Additionally, procrastination causes you to feel an array of negative emotions later, when you have to deal with the consequences. Pychyl contends that deferring a task often results in more negative emotions than you’d experience if you’d just gotten started on the task, no matter how unpleasant it is. For example, as many undergraduates learn, if you wait to write a paper until the night before it’s due, you’ll spend the night feeling anxious, harried, or frantic—and the next day feeling sleep-deprived and regretful.
It Takes a Toll on Your Physical Health
Research also shows that procrastination can have a harmful effect on your health and well-being. How is that possible? Pychyl explains that first of all, procrastination causes stress. (Just think of how stressful it is to write a paper the night before it’s due!) But stress isn’t just a feeling: Stress is a psychological, emotional, and physical reaction to the challenges you experience. Even when you create a stressful situation yourself by putting off until later something you should do now, that stress can have an impact on your body, and sometimes that impact can harm your health.
According to Pychyl, another reason that procrastination takes a toll on your physical health is that while putting off a few unpleasant tasks can seem harmless, procrastination isn’t so innocuous when it involves health-related tasks. Skipping gym sessions, delaying the start date for healthier eating habits, pushing back your bedtime, failing to find the time for doctor’s appointments, and delaying recommended health screenings all keep you from taking care of yourself to the best of your ability. Your health can suffer in the long run: After all, your blood pressure doesn’t care that you always intend to exercise more or that you have a plan to start a new diet next month.
Why Do We Procrastinate, and How Can We Stop?
Procrastination is frustrating because we know what it is and we can see how it hurts us, but we keep doing it anyway. In this section, we’ll explore three forces behind procrastination: our desire for rewarding experiences, our trouble making realistic plans, and our lack of preparedness for obstacles and challenges.
We Seek Out Rewards, and We Prefer Rewards Now Over Later
The first reason we procrastinate is that we want to have experiences that our brains perceive as rewarding—experiences that feel good rather than bad. According to Pychyl, this tendency explains two psychological causes of procrastination: your preference for getting a reward now even if there will be costs later, and your preference for a reward now over a better reward later.
We Choose a Reward Now, Even if There Are Consequences Later
One way that your brain’s love of rewards causes procrastination ties into the insight, which Pychyl emphasizes throughout the book, that you often procrastinate so you can avoid confronting the uncomfortable emotions or thoughts that a task brings up. When you feel you’ve sidestepped negative feelings, at least temporarily, that can feel rewarding. Procrastination becomes a habit when you do this over and over again, establishing a pattern of avoiding tasks so you can feel rewarded now and deal with the costs of those decisions later.
We Care Less About Future Rewards Than Present Ones
A second way that the reward circuitry in your brain trips you up, says Pychyl, is by incentivizing you to pick a reward now over an even better reward later. While it would feel rewarding to finish a project or achieve a goal later, your brain wants you to instead choose a much smaller, more immediate reward, like a half-hour spent scrolling through TikTok videos you’ll immediately forget.

---

WORK TO DO >> Carry the procrastination passage forward, picking up right after its last sentence. The listing that comes after this has nothing to do with the work here.

DATA SEGMENT >>
---

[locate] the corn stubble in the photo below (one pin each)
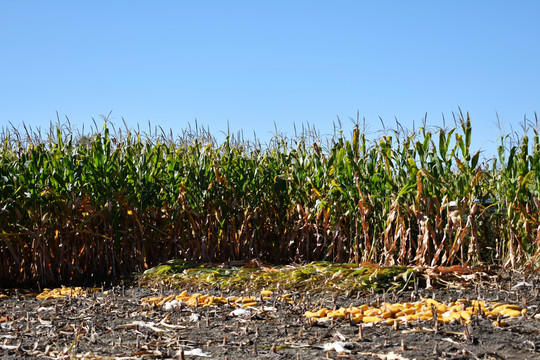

---

EXPECTED ANSWER >>
Choosing a small reward now instead of a big reward later doesn’t quite make sense, so your brain also knows exactly how to convince you that your decision is sound. Pychyl points out that when you procrastinate, you know the decision to put off an important task doesn’t align with your values or goals. This means you experience cognitive dissonance: the uncomfortable tension that arises from holding two conflicting ideas in your mind at the same time. (For example, those conflicting ideas might be “I want to exercise more” and “I’m not going to run today.”) One way you resolve the tension and explain away the dissonance is by making excuses about why now isn’t the right time for the task—but tomorrow will be different.
We’re Bad at Planning
The second reason we procrastinate is that we have trouble with planning. Figuring out how to accomplish everything on your to-do list requires planning when and how you’ll get things done. But most of us aren’t very good at these kinds of plans. Pychyl explains that this puts you on a direct path to procrastination by making you think you really will feel like doing a dreaded task tomorrow and tripping you up when you estimate how long a task will take.
We Genuinely Think We’ll Do It “Later” or “Tomorrow”
Pychyl writes that you probably tell yourself that you don’t feel like doing a task now, but you’ll feel like it “later” or “tomorrow.” Almost every time, you’re definitely wrong, yet you genuinely feel like you’re right. That’s because, in addition to having trouble planning, your brain also has trouble predicting how you’ll feel in the future.
Because of a cognitive bias called focalism, you don’t think about all of the factors that will affect your mood in the future. You might really think you’ll feel like cleaning the house tomorrow night. But you’re likely not considering how a long day of work will leave you tired and an evening helping your kids with homework will make you grumpy about having to relearn fractions. Plus, because of a bias called presentism, you assume that how you feel now is how you’ll feel later. But this often isn’t accurate. You likely feel a lot more enthusiastic about leaving the cleaning until tomorrow in the present (as you’re making that decision) than you will in the future, when “tomorrow” is here and it’s time to get to work.
We Underestimate the Time a Task Will Take
Another problem that contributes to trouble with planning, and then to procrastination, is the inability to accurately predict how much time you’ll need to complete a task. Pychyl explains that because of a cognitive bias called the planning fallacy, you probably underestimate the amount of time each task will take. You might think it’s reasonable to leave a task until Sunday, since it’ll only take you two or three hours to get it done. But come Sunday, it might take you six or seven hours instead, far longer than you expected.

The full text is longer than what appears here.